* **Entries shown**:
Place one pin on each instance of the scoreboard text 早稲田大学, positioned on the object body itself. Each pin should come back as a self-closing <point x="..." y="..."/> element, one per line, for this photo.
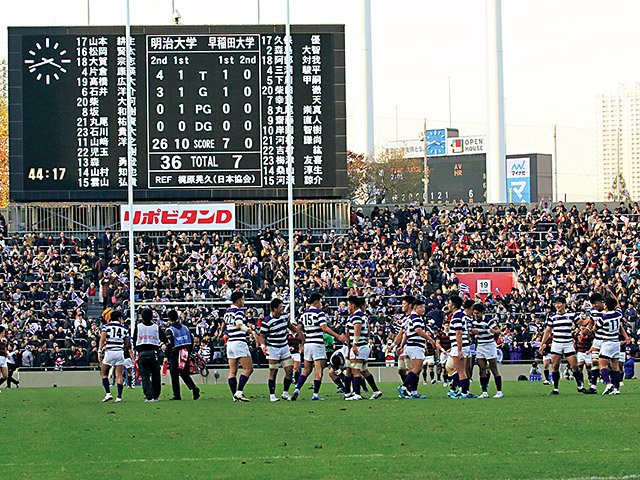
<point x="208" y="112"/>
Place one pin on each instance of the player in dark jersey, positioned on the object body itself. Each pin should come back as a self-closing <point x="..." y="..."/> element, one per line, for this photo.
<point x="313" y="323"/>
<point x="416" y="340"/>
<point x="485" y="329"/>
<point x="610" y="327"/>
<point x="460" y="348"/>
<point x="114" y="341"/>
<point x="443" y="346"/>
<point x="545" y="351"/>
<point x="273" y="341"/>
<point x="404" y="364"/>
<point x="4" y="369"/>
<point x="561" y="324"/>
<point x="429" y="359"/>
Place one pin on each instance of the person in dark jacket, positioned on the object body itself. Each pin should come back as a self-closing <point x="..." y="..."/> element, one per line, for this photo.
<point x="147" y="338"/>
<point x="179" y="344"/>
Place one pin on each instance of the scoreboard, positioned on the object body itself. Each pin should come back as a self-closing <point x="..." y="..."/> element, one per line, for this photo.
<point x="457" y="177"/>
<point x="208" y="106"/>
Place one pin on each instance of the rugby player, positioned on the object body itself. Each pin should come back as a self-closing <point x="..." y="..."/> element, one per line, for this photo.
<point x="237" y="346"/>
<point x="584" y="341"/>
<point x="595" y="313"/>
<point x="273" y="341"/>
<point x="416" y="339"/>
<point x="430" y="359"/>
<point x="358" y="348"/>
<point x="4" y="369"/>
<point x="485" y="329"/>
<point x="114" y="341"/>
<point x="561" y="324"/>
<point x="610" y="326"/>
<point x="404" y="364"/>
<point x="460" y="347"/>
<point x="312" y="324"/>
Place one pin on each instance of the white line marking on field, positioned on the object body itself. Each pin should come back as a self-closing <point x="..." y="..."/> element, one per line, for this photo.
<point x="345" y="456"/>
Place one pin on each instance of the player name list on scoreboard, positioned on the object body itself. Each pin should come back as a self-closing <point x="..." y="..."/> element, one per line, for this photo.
<point x="209" y="112"/>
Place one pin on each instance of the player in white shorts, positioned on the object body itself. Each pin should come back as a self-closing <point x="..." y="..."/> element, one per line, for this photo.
<point x="114" y="341"/>
<point x="4" y="369"/>
<point x="485" y="329"/>
<point x="273" y="341"/>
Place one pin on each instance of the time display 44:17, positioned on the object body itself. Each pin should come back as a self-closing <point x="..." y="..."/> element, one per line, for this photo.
<point x="46" y="173"/>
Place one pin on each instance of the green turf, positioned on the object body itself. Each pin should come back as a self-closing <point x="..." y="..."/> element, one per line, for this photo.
<point x="67" y="433"/>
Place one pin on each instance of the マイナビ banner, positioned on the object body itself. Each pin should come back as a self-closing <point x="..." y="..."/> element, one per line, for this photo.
<point x="198" y="216"/>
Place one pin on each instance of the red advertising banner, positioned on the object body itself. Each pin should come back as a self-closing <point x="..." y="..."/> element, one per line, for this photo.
<point x="484" y="283"/>
<point x="198" y="216"/>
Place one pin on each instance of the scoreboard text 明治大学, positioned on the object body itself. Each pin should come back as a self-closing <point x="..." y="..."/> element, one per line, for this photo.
<point x="208" y="109"/>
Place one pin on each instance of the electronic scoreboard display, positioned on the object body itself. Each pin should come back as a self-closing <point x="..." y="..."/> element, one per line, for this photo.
<point x="208" y="106"/>
<point x="457" y="177"/>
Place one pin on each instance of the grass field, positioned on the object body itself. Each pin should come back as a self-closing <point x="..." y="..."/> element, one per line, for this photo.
<point x="67" y="433"/>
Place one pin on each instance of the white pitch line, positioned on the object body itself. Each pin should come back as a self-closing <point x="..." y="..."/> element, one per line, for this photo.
<point x="308" y="457"/>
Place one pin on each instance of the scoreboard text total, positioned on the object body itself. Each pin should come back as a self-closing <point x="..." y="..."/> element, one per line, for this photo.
<point x="209" y="113"/>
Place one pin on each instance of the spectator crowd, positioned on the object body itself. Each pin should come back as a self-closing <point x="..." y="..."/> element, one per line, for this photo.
<point x="52" y="287"/>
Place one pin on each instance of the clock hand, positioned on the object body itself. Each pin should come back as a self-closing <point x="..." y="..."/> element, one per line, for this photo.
<point x="54" y="64"/>
<point x="43" y="62"/>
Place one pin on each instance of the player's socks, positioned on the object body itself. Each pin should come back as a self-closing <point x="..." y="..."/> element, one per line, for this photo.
<point x="409" y="381"/>
<point x="484" y="383"/>
<point x="347" y="384"/>
<point x="233" y="385"/>
<point x="287" y="384"/>
<point x="464" y="385"/>
<point x="356" y="385"/>
<point x="615" y="378"/>
<point x="577" y="374"/>
<point x="242" y="382"/>
<point x="372" y="383"/>
<point x="455" y="381"/>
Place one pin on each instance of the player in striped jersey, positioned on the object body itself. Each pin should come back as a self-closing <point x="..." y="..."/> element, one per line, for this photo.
<point x="416" y="340"/>
<point x="610" y="326"/>
<point x="595" y="313"/>
<point x="114" y="341"/>
<point x="485" y="329"/>
<point x="404" y="364"/>
<point x="358" y="348"/>
<point x="274" y="344"/>
<point x="312" y="324"/>
<point x="237" y="346"/>
<point x="4" y="369"/>
<point x="460" y="348"/>
<point x="561" y="324"/>
<point x="584" y="341"/>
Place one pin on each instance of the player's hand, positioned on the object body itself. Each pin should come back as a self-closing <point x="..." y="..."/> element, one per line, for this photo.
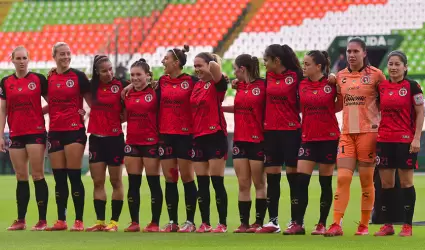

* **Exercise description**:
Your answer must be the records exactly as they stand, with no pictures in it.

* **Expected answer**:
Place one pin on each instance of the scoreboard text 早稲田大学, positioned on the object body itself. Each pin should come back as a self-closing <point x="..." y="..."/> element, one per line, for this photo.
<point x="208" y="112"/>
Place one pin on each instance of the player in dark jersey, positioned on the object body itself. Each pin should come back as a self-closing <point x="..." y="..."/> element, one per line, for this photo.
<point x="313" y="323"/>
<point x="416" y="340"/>
<point x="485" y="329"/>
<point x="610" y="327"/>
<point x="460" y="348"/>
<point x="114" y="341"/>
<point x="443" y="346"/>
<point x="545" y="351"/>
<point x="273" y="341"/>
<point x="404" y="364"/>
<point x="4" y="369"/>
<point x="561" y="324"/>
<point x="429" y="359"/>
Place one pin on each instance of the person in dark jacket, positioned on the object body itself. Each pin should come back as a self-closing <point x="..." y="..."/> element, one per line, for this photo.
<point x="147" y="338"/>
<point x="179" y="344"/>
Place one pin on each instance of the scoreboard, positioned on the object body itself. Each pin should come back as a self-closing <point x="..." y="..."/> element, one per line, for this photo.
<point x="457" y="177"/>
<point x="208" y="106"/>
Place one pin on each instance of the rugby player, positioned on the object body itself. Each pin should come back as a self-closing <point x="..." y="..."/> element, one per line, for this photo.
<point x="237" y="346"/>
<point x="584" y="341"/>
<point x="595" y="313"/>
<point x="273" y="341"/>
<point x="416" y="339"/>
<point x="430" y="359"/>
<point x="358" y="348"/>
<point x="4" y="369"/>
<point x="485" y="329"/>
<point x="114" y="341"/>
<point x="561" y="324"/>
<point x="610" y="326"/>
<point x="404" y="364"/>
<point x="460" y="347"/>
<point x="312" y="324"/>
Place one pin on each instance of the white line marking on field, positioned on the object body itself. Each pin should come back as a self-closing <point x="..." y="..."/> element, one per line, for this photo.
<point x="345" y="456"/>
Place one pin on each instance of the player name list on scoreboard, positioned on the object body itself. Each pin should come back as a self-closing <point x="..." y="..."/> element, one per line, for this photo.
<point x="209" y="112"/>
Place one pin on each instance of the player in white shorts, positioned on the object body itself. Each pin should come back as a self-closing <point x="..." y="..."/> element, one per line, for this photo.
<point x="114" y="341"/>
<point x="4" y="369"/>
<point x="485" y="329"/>
<point x="273" y="341"/>
Place one pin on each instance of the time display 44:17, positioned on the object body itself. Each pin should come back as a self-closing <point x="..." y="..."/> element, one per line, for this photo.
<point x="46" y="173"/>
Place one pin on each instance of the green turf, positioned on the object body itself. Each pin should come back as a self-closing <point x="..." y="..."/> element, one per line, for this photo.
<point x="67" y="433"/>
Place one pin on each instance of the マイナビ banner, positioned on the object body itself. Each pin should come back as a self-closing <point x="..." y="..."/> element, one per line, for this photo.
<point x="198" y="216"/>
Place one pin on each instance of the red advertising banner, positioned on the object body itself. Each pin should come back as a self-closing <point x="..." y="..."/> element, one per line, for this photo.
<point x="484" y="283"/>
<point x="198" y="216"/>
Place one pin on each instance of the scoreboard text 明治大学, positioned on the object body itself. Each pin should come back as a self-closing <point x="..." y="..."/> element, one per line, for this photo.
<point x="208" y="109"/>
Place one pin on each instance of the electronic scoreboard display, positioned on the object body itself. Each pin should come back as a self-closing <point x="..." y="..."/> element, one per line, for this photo.
<point x="208" y="106"/>
<point x="457" y="177"/>
Place one pin on each instance of the grass field, positioned on the object body itself. Each pin should come back as a self-closing <point x="..." y="..."/> element, one per line, for this photo.
<point x="67" y="433"/>
Place one pin on each instance of the white pitch line, positioned on the object body itself. Each pin should come back as a self-closing <point x="..." y="..."/> element, one per line, for this photo.
<point x="308" y="457"/>
Place one pin on each instance of the scoreboard text total, positioned on the object body itself. Each pin should come back as a self-closing <point x="..." y="..."/> element, one per line, for this photo.
<point x="209" y="113"/>
Place one pin on each instance of the spectator crowd, positioned on the object body itself. Each pin should come back as a self-closing <point x="..." y="..."/> element, one per line, for this photo.
<point x="52" y="287"/>
Place one pin on each instance of the clock hand, positioned on the object body itself. Each pin should come back as a self-closing <point x="..." y="..."/> element, one per line, for this photo.
<point x="54" y="64"/>
<point x="43" y="62"/>
Place one pin on each instance of the player's socks, positioned on the object body itself. Each pin should come back as a self-closing <point x="..." y="..."/> element, one per line, for this photo.
<point x="409" y="381"/>
<point x="484" y="383"/>
<point x="347" y="384"/>
<point x="233" y="385"/>
<point x="287" y="384"/>
<point x="464" y="385"/>
<point x="356" y="385"/>
<point x="615" y="378"/>
<point x="577" y="374"/>
<point x="242" y="382"/>
<point x="372" y="383"/>
<point x="455" y="381"/>
Place one pin on each instance of the player in striped jersey, positioned on the object body itself. Each pin should come back as a self-closing <point x="..." y="..."/> element, one per line, for this photo.
<point x="416" y="340"/>
<point x="610" y="326"/>
<point x="595" y="313"/>
<point x="114" y="341"/>
<point x="485" y="329"/>
<point x="404" y="364"/>
<point x="358" y="348"/>
<point x="274" y="344"/>
<point x="312" y="324"/>
<point x="237" y="346"/>
<point x="4" y="369"/>
<point x="460" y="348"/>
<point x="561" y="324"/>
<point x="584" y="341"/>
Place one pin on each instance of the player's hand, positioned on the object body itself. Each pin should come back as a self-closing <point x="..." y="..."/> element, one per line, for this photo.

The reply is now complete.